EXCERPTED PASSAGE:

Faster R-CNN (Pytorch) on Pedestrian Detection

Introduction

These codes are highly based on jwyang/faster-rcnn.pytorch, and modify it to apply on Pedestrian Detection

In the implementing of jwyang/faster-rcnn.pytorch, there're several unique and new features compared with the above implementations:

It is pure Pytorch code. We convert all the numpy implementations to pytorch!
It supports multi-image batch training. We revise all the layers, including dataloader, rpn, roi-pooling, etc., to support multiple images in each minibatch.
It supports multiple GPUs training. We use a multiple GPU wrapper (nn.DataParallel here) to make it flexible to use one or more GPUs, as a merit of the above two features.
It supports three pooling methods. We integrate three pooling methods: roi pooing, roi align and roi crop. More importantly, we modify all of them to support multi-image batch training.

RECORDS SHOWN:
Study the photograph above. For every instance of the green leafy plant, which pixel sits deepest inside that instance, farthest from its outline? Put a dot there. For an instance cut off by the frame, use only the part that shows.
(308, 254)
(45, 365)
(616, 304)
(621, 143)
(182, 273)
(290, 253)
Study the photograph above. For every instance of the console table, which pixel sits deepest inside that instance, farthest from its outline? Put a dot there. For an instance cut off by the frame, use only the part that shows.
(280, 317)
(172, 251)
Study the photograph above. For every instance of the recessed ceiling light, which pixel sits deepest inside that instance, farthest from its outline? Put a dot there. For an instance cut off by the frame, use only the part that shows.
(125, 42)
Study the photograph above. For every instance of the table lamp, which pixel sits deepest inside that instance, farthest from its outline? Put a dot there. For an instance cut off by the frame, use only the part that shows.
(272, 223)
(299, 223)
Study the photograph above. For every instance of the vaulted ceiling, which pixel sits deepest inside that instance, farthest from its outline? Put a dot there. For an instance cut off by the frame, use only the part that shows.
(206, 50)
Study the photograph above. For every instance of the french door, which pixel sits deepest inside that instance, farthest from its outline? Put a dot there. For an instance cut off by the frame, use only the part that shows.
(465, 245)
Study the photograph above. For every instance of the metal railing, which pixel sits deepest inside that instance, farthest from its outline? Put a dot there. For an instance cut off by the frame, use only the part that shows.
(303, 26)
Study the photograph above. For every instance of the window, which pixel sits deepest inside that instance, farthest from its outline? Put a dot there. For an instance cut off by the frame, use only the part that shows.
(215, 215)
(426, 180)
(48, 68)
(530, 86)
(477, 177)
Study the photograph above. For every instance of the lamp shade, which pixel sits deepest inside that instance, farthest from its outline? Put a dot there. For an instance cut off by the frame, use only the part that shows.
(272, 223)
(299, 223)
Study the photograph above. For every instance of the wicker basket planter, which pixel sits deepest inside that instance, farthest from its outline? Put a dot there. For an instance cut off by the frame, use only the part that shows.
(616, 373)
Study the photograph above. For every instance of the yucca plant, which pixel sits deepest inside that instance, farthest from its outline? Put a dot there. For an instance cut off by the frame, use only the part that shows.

EXERCISE REQUIREMENTS:
Reproduce word for word everything in the Faster R-CNN pedestrian detection page from "These codes are" down to "support multi-image batch training.".

EXPECTED OUTPUT:
These codes are highly based on jwyang/faster-rcnn.pytorch, and modify it to apply on Pedestrian Detection

In the implementing of jwyang/faster-rcnn.pytorch, there're several unique and new features compared with the above implementations:

It is pure Pytorch code. We convert all the numpy implementations to pytorch!
It supports multi-image batch training. We revise all the layers, including dataloader, rpn, roi-pooling, etc., to support multiple images in each minibatch.
It supports multiple GPUs training. We use a multiple GPU wrapper (nn.DataParallel here) to make it flexible to use one or more GPUs, as a merit of the above two features.
It supports three pooling methods. We integrate three pooling methods: roi pooing, roi align and roi crop. More importantly, we modify all of them to support multi-image batch training.